━━━━━ Фрагмент документа ━━━━━

Я соблазняю всех своих зрителей

Понаровская Ирина Витальевна

Советская и российская эстрадная певица. В 1975 году исполнила роль Эвридики в первой советской рок-опере «Орфей и Эвридика». В 1996 году представители Дома моды «Шанель» присвоили ей титул «Мисс Шанель Советского Союза».

– Ирина, довольны ли вы сегодня своим местом на эстраде?

– Я довольна и своим местом, и своей ролью на ней. Я недовольна тем, что происходит на ней.

Я недовольна отсутствием профессионализма, культуры, грамотности. В большей степени это присуще исполнителям. Я думаю, что если бы наш народ был бы более требователен, всё было бы немножечко по-другому.

– Мне многие музыканты говорили то же и про композиторов, о том, что на эстраде преобладают три аккорда.

━━━━━

__Короткое задание a__: Какую роль исполнила Ирина Понаровская в 1975 году, согласно фрагменту документа?
Фрагмент документа и записи между собой никак не связаны.

━━━━━ Исходные записи ━━━━━

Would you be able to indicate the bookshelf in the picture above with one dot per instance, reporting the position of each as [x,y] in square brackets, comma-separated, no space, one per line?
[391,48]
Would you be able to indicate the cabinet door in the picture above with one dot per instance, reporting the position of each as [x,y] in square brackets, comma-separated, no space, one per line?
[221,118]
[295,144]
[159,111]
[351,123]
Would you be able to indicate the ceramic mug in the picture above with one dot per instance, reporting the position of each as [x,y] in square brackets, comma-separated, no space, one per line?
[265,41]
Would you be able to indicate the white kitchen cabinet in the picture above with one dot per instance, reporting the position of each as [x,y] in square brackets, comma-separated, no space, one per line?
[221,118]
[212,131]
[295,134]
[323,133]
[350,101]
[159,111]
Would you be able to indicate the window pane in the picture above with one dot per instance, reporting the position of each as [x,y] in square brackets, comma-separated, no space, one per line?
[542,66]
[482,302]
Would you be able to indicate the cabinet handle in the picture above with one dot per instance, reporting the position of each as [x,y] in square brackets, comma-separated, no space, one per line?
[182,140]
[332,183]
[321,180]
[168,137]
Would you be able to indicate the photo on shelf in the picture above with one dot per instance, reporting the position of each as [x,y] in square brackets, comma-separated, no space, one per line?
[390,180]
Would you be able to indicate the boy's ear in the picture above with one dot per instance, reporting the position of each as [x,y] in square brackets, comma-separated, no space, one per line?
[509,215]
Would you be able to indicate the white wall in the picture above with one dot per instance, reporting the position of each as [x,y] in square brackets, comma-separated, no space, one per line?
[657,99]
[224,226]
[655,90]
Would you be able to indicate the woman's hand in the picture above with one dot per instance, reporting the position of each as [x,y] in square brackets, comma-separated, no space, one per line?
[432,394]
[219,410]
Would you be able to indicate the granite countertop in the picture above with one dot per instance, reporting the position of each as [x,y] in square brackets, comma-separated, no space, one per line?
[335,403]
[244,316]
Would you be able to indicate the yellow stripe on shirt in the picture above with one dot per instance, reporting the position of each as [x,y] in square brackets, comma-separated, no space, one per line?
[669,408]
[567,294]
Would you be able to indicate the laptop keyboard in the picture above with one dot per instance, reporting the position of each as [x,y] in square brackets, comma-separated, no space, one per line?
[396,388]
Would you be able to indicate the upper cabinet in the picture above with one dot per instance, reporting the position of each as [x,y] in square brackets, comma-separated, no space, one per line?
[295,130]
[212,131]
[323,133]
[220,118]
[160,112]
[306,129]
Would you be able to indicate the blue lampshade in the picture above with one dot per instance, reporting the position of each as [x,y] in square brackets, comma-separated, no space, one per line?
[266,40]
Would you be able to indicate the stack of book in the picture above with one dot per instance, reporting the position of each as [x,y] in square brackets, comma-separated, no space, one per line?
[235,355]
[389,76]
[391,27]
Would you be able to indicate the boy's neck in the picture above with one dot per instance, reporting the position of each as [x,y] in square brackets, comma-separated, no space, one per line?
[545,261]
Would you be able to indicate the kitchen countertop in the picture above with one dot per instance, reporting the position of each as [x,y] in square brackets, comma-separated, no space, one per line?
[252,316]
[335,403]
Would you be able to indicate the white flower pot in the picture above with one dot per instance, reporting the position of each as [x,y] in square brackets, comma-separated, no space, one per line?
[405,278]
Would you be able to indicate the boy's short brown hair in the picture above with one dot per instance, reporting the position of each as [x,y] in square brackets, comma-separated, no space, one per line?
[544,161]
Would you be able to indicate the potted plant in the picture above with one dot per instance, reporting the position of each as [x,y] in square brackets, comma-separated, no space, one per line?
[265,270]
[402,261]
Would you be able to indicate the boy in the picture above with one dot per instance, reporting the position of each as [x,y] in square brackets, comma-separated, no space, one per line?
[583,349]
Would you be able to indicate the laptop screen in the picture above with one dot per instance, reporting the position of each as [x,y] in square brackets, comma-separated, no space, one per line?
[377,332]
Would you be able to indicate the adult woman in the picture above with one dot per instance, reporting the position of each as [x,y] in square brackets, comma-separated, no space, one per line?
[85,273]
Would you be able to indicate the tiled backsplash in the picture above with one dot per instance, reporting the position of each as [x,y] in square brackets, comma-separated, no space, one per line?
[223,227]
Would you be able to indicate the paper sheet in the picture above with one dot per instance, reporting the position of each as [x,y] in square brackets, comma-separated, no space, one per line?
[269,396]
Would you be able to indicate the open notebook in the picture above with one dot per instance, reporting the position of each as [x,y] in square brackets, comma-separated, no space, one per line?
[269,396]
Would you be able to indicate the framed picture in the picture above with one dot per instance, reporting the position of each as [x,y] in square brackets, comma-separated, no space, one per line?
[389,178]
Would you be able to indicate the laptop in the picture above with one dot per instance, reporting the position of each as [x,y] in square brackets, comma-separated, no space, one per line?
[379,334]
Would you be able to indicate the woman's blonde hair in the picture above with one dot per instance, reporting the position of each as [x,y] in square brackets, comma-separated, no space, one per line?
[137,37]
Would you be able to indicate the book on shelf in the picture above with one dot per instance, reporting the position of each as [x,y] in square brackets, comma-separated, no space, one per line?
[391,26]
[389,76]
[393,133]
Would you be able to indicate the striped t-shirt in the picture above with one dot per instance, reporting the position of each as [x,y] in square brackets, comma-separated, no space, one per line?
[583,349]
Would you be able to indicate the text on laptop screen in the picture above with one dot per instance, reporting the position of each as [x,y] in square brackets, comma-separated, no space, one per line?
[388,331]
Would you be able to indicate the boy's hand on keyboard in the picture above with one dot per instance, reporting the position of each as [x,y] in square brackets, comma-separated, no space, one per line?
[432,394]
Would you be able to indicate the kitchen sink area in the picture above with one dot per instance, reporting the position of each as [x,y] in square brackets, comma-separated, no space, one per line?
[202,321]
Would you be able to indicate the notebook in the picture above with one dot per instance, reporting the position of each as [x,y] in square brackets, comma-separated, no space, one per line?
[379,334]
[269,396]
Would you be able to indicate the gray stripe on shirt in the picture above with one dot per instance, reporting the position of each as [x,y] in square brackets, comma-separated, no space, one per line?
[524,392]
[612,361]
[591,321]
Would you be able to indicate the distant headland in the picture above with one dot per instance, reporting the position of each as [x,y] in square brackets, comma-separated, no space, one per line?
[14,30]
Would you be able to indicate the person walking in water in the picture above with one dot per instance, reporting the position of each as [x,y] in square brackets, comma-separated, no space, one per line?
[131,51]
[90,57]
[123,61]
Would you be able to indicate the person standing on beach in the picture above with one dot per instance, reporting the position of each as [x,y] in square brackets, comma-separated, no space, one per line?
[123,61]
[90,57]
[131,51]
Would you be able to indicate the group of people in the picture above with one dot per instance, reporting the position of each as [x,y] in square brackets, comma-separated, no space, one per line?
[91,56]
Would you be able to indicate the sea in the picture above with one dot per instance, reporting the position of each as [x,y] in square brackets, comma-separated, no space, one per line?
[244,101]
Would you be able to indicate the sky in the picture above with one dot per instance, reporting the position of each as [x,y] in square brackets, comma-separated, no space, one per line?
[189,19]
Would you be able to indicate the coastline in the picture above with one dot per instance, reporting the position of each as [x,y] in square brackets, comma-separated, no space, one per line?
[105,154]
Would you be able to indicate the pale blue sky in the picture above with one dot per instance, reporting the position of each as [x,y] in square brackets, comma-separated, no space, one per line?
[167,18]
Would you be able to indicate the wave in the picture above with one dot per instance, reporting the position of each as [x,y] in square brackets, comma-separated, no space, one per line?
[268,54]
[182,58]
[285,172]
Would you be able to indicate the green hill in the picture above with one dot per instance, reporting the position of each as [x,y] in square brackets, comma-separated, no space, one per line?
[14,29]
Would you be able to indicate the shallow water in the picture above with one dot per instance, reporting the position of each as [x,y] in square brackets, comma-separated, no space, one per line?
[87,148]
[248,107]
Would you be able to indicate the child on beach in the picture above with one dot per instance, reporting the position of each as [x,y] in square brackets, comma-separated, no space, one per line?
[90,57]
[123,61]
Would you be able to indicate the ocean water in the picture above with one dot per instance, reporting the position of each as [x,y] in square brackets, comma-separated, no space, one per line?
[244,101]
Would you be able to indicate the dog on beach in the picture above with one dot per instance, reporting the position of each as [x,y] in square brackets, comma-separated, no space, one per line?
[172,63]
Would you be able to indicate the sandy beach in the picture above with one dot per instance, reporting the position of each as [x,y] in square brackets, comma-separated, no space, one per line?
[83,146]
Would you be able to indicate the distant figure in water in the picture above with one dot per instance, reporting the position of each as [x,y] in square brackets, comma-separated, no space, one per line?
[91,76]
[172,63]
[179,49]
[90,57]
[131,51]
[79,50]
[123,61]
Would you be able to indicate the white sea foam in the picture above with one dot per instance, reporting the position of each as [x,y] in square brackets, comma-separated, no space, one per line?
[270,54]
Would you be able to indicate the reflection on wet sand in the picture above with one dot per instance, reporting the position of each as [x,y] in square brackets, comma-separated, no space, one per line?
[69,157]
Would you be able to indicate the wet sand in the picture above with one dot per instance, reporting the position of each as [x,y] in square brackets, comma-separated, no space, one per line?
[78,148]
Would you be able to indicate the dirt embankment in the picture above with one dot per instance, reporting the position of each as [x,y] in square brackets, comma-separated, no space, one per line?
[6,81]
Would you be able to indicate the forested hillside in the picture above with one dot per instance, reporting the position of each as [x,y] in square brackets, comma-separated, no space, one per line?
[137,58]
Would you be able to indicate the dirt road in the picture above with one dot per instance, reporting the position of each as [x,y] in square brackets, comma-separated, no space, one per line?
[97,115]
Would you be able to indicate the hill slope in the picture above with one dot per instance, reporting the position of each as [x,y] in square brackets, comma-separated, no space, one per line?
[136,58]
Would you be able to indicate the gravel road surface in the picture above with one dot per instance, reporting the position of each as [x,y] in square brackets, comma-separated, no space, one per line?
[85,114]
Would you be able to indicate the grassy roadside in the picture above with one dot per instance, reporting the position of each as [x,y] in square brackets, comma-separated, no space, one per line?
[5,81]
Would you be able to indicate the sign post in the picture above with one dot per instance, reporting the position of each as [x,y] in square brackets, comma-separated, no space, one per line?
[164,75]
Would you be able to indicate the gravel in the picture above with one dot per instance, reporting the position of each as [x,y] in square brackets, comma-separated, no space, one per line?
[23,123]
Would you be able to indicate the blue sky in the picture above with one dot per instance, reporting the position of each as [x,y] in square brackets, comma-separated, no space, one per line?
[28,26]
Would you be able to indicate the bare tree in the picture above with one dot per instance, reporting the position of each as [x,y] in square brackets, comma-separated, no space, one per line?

━━━━━

__Короткое задание b__: Перечислите все строки записей, в которых встречается слово «dirt».

__Результат задания a__: Роль Эвридики в первой советской рок-опере «Орфей и Эвридика».

__Результат задания b__:
Would you be able to indicate the dirt embankment in the picture above with one dot per instance, reporting the position of each as [x,y] in square brackets, comma-separated, no space, one per line?
Would you be able to indicate the dirt road in the picture above with one dot per instance, reporting the position of each as [x,y] in square brackets, comma-separated, no space, one per line?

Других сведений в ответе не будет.